**Selected extract:**
-=-=-=-=-

C. Conclusion and Costs
[41] The defendants faced unfortunate challenges during their transition into the home they purchased from Blue Water. However, the refusal to pay the balance of the purchase price was not justified. A finding that the plaintiff breached its contractual obligations is not warranted. In any event, the defendants have not proven that they suffered any damage that is compensable. In the circumstances, the balance of $81,370.65 is still owing and must be paid.
[42] For the reasons given, the plaintiff shall have judgment against the defendants in the principal amount of $81,370.65 plus prejudgment interest from June 30, 2015. The defendants’ counterclaim is dismissed. Approval of the form of judgment by the defendants is not required.
[43] Written submissions on costs not exceeding seven pages may be provided to me through Judge’s Administration, Court House, 80 Dundas Street, 12th Floor, Unit “K”, London, Ontario, N6A 6B2 by the plaintiff and the defendants by the close of business on May 4 and 25, 2020 respectively.

-=-=-=-=-

**Recorded information:**
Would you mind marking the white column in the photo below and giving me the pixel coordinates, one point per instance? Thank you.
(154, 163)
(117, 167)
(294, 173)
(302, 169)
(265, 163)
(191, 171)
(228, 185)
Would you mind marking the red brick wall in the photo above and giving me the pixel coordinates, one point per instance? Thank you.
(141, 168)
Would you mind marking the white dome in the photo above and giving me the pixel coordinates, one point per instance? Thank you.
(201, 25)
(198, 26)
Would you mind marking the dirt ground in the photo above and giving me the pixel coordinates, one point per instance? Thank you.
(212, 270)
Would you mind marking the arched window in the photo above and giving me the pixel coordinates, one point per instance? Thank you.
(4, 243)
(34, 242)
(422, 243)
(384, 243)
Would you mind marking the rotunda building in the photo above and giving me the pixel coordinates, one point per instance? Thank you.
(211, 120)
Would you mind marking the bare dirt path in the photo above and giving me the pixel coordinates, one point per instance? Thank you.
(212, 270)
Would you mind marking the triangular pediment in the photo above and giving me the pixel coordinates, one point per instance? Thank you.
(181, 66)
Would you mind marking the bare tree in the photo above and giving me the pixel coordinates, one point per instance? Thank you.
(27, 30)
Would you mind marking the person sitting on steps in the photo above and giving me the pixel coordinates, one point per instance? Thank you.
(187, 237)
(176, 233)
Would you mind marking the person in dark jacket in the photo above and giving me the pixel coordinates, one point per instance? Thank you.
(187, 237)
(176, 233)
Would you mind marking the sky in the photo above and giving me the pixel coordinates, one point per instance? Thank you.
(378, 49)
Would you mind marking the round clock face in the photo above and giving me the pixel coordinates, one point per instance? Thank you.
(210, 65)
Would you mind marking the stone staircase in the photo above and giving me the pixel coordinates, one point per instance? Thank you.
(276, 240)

-=-=-=-=-

**Directions:**
• a. In the conclusion and costs section, from what date does prejudgment interest run?
• b. Reproduce the conclusion and costs section word for word between "C. Conclusion and" and "must be paid.", inclusive.

**Expected outputs:**
• a. June 30, 2015

• b.
C. Conclusion and Costs
[41] The defendants faced unfortunate challenges during their transition into the home they purchased from Blue Water. However, the refusal to pay the balance of the purchase price was not justified. A finding that the plaintiff breached its contractual obligations is not warranted. In any event, the defendants have not proven that they suffered any damage that is compensable. In the circumstances, the balance of $81,370.65 is still owing and must be paid.